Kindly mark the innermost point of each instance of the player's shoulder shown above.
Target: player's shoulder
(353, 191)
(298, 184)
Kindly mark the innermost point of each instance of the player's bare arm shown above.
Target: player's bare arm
━━━━
## About this task:
All the data above should be restated in full, exactly.

## Answer to the problem:
Kindly mark the innermost point of each instance of the player's shoulder shown above.
Target: player's shoulder
(353, 191)
(298, 184)
Kindly mark the innermost point of each instance of the player's bare arm shown above.
Target: player's bare arm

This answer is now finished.